Records from a data collection
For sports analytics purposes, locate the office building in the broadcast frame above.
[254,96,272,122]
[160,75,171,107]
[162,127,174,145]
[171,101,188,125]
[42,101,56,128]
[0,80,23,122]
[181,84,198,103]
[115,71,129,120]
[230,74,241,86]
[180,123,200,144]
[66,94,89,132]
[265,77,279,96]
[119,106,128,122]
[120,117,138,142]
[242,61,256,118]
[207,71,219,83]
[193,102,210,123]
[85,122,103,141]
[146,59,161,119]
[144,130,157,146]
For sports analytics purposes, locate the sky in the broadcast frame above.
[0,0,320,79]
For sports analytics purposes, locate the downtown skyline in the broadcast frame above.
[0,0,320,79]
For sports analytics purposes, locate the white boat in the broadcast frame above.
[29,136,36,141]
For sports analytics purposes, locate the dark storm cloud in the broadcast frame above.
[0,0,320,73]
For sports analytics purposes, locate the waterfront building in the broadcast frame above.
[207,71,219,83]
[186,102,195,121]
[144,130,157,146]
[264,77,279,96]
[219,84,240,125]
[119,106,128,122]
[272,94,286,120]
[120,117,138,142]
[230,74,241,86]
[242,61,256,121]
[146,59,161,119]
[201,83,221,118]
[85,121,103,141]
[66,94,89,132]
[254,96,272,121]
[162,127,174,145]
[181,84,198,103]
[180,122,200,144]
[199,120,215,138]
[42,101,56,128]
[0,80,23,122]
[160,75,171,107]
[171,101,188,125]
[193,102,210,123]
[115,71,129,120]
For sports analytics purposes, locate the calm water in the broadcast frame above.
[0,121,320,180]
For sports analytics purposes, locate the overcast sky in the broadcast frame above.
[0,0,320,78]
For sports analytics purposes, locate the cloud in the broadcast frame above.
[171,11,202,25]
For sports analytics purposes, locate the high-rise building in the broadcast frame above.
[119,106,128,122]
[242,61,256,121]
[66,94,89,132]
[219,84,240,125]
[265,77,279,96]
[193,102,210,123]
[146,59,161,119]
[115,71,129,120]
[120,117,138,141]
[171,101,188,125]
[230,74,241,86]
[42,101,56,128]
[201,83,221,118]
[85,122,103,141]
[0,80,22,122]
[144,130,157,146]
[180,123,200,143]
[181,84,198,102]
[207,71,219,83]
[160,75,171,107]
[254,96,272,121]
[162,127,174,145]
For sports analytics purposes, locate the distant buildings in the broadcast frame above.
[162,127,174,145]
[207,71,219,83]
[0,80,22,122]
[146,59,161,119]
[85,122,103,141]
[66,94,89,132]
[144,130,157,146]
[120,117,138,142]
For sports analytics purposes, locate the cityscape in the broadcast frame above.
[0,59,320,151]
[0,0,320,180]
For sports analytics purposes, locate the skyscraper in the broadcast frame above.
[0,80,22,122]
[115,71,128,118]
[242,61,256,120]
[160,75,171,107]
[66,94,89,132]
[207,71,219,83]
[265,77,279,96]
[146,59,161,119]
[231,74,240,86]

...

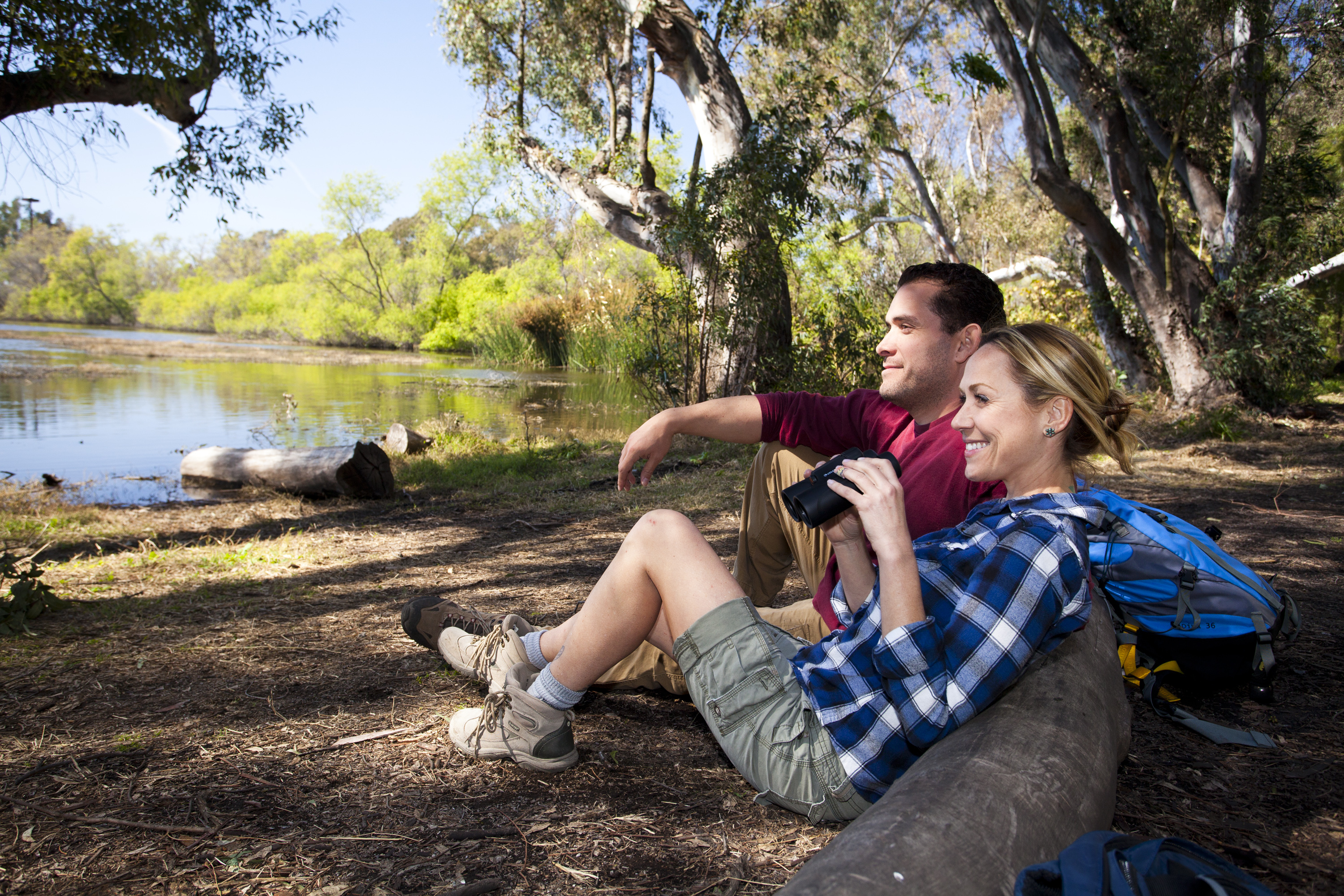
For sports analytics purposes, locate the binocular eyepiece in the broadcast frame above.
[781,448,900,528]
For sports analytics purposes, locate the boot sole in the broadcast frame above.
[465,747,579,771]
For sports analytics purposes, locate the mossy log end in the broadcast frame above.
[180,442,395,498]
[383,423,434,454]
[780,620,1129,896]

_What you are asked to do_
Render everything in the listing above, from the line containing "For sports analytics purposes, locate the dark" down to the line containing "[0,0,320,73]", as a Markdown table with a Row column giving each line's number and an Entry column giving the line, skipping any blank lines.

_Complete response_
| Row | Entry |
|---|---|
| 1 | For sports analytics purposes, locate the dark storm cloud in the broadcast frame above. |
| 2 | [0,0,320,73] |